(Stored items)
..............................
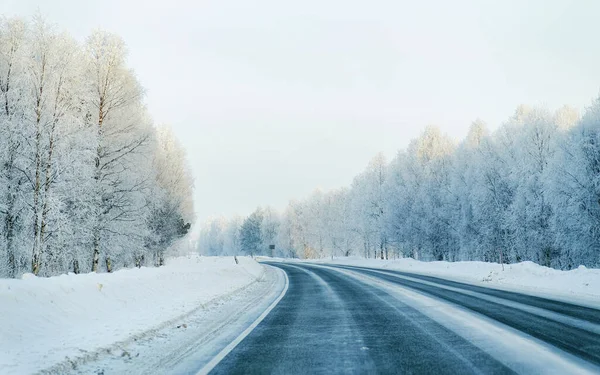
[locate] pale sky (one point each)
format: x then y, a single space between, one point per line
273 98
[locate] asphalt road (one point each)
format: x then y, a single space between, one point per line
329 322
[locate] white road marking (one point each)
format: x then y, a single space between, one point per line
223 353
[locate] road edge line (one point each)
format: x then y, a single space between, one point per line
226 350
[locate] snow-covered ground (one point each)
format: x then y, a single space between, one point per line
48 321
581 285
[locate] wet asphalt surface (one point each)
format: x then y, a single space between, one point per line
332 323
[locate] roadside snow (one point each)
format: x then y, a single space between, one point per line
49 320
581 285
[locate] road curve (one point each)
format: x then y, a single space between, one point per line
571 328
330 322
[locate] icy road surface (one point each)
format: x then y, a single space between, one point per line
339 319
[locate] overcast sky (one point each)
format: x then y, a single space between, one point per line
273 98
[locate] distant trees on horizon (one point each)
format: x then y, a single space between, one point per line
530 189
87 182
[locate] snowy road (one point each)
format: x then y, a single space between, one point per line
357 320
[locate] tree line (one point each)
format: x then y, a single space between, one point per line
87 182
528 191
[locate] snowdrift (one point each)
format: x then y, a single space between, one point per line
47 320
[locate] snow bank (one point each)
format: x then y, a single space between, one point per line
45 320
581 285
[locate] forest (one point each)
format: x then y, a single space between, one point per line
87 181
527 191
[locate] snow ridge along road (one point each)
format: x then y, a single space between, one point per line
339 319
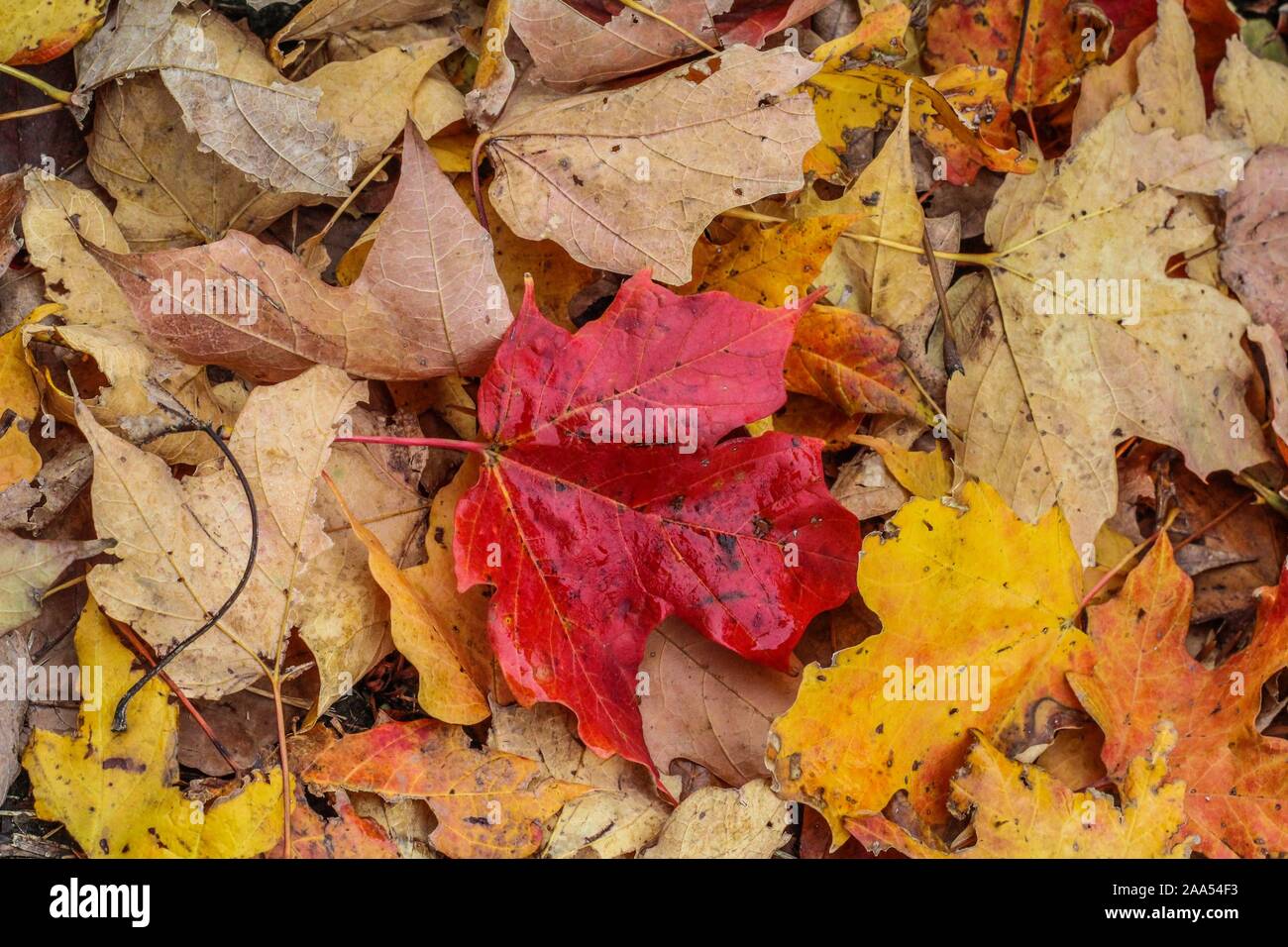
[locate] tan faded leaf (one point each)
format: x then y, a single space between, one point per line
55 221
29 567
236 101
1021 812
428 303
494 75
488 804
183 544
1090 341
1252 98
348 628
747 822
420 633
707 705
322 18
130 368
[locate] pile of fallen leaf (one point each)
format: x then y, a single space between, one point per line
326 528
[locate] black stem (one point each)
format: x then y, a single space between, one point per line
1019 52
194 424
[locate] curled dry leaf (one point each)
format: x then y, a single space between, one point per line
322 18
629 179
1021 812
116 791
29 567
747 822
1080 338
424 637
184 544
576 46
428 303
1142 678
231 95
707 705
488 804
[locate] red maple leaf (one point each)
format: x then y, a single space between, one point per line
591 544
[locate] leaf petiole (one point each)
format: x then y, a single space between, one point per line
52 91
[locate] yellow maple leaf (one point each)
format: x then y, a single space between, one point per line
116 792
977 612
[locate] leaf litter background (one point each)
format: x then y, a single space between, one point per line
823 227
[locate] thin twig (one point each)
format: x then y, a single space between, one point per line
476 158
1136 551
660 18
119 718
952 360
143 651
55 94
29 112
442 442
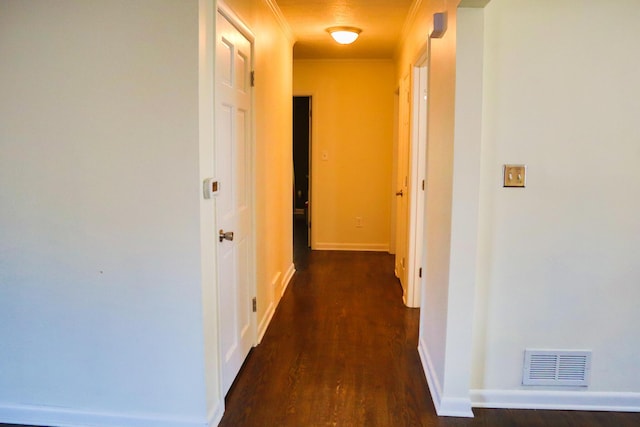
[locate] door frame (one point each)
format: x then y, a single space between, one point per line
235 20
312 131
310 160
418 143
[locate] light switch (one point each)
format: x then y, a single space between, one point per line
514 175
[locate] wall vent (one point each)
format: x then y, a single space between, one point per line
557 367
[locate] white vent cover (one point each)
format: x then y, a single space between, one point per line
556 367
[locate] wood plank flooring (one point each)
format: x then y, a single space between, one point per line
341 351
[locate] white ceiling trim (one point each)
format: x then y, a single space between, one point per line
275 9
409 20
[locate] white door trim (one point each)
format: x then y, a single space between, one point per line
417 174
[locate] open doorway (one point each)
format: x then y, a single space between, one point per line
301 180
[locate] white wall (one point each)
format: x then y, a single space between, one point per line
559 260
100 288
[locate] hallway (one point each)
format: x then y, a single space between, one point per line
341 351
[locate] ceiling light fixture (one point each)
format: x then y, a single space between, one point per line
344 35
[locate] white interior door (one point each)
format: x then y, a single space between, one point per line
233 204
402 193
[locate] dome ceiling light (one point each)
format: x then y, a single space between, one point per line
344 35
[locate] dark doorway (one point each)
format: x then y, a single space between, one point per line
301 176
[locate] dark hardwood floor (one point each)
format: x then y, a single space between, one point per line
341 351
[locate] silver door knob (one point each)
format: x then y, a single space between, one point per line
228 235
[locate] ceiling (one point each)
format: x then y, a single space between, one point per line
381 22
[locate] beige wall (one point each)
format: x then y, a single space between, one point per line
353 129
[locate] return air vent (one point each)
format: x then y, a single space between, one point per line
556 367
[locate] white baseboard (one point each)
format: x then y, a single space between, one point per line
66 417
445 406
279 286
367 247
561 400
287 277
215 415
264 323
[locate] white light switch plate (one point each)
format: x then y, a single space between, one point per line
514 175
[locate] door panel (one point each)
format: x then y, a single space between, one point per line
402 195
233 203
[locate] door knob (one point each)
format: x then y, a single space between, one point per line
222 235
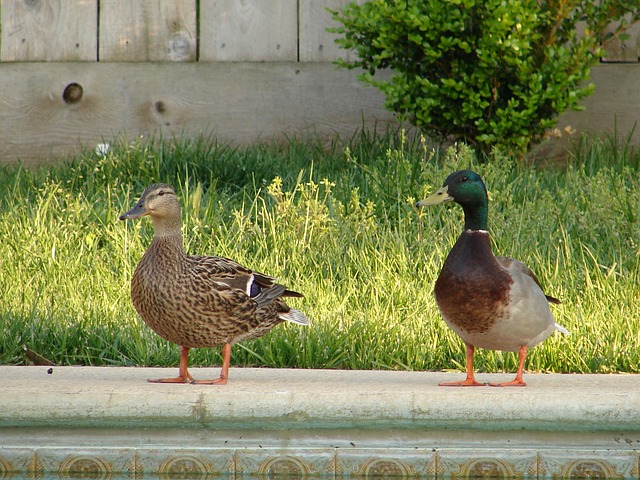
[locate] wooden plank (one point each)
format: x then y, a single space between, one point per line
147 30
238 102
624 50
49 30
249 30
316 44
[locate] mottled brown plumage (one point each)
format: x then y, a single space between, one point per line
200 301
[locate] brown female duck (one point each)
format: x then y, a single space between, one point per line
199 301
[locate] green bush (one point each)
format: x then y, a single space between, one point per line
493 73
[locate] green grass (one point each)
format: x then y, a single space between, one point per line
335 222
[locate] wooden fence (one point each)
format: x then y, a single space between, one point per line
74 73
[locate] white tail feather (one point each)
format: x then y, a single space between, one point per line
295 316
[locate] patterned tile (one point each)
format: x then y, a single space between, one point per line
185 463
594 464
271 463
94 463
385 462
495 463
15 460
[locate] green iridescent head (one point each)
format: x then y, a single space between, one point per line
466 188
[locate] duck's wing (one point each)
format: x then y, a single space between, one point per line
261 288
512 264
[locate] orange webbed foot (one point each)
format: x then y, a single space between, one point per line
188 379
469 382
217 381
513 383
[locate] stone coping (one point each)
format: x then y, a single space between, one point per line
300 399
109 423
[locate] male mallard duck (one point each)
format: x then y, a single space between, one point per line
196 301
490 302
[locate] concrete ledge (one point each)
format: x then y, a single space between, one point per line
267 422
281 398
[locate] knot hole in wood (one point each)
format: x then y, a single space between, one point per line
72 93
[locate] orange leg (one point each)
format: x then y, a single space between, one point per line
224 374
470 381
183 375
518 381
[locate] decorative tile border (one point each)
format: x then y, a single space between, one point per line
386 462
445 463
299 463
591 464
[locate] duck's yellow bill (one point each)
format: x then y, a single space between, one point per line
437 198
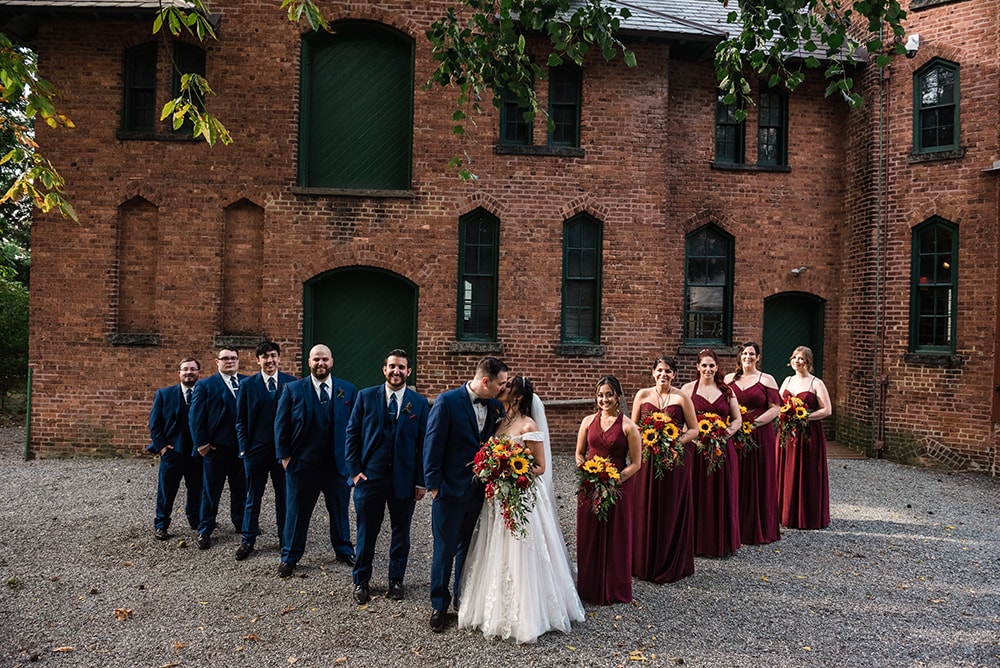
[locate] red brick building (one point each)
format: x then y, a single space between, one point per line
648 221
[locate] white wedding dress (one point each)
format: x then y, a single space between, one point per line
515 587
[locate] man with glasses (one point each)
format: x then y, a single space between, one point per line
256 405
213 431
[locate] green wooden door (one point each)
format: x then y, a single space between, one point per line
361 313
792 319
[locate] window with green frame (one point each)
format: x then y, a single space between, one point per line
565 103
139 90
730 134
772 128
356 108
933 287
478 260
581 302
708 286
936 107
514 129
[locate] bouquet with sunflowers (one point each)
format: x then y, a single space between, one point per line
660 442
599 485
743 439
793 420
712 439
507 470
..............................
Restate word for word only the lines from where the entries begin through the one with "[locate] road curve (one point each)"; omit the pictures.

[locate] pale sky (one point each)
format: x then y, a single space between, one point per line
273 98
[locate] asphalt road (one point each)
format: x then y, a single space between, one point per line
329 322
[locate] white road marking (one point each)
format: x then y, a single space between, one point per line
223 353
[locate] road edge line (one point each)
format: x then y, a single space between, one point per line
226 350
[locate] snow-covered ground (one point each)
format: x then y, a single space between, one point per line
48 321
581 285
[locate] wet asphalt surface (one point each)
format: x then y, a single space between, one point per line
332 323
[locate] roadside snow (one point each)
format: x then y, a single space between, one point per line
49 320
581 285
[locate] road curve (one point each)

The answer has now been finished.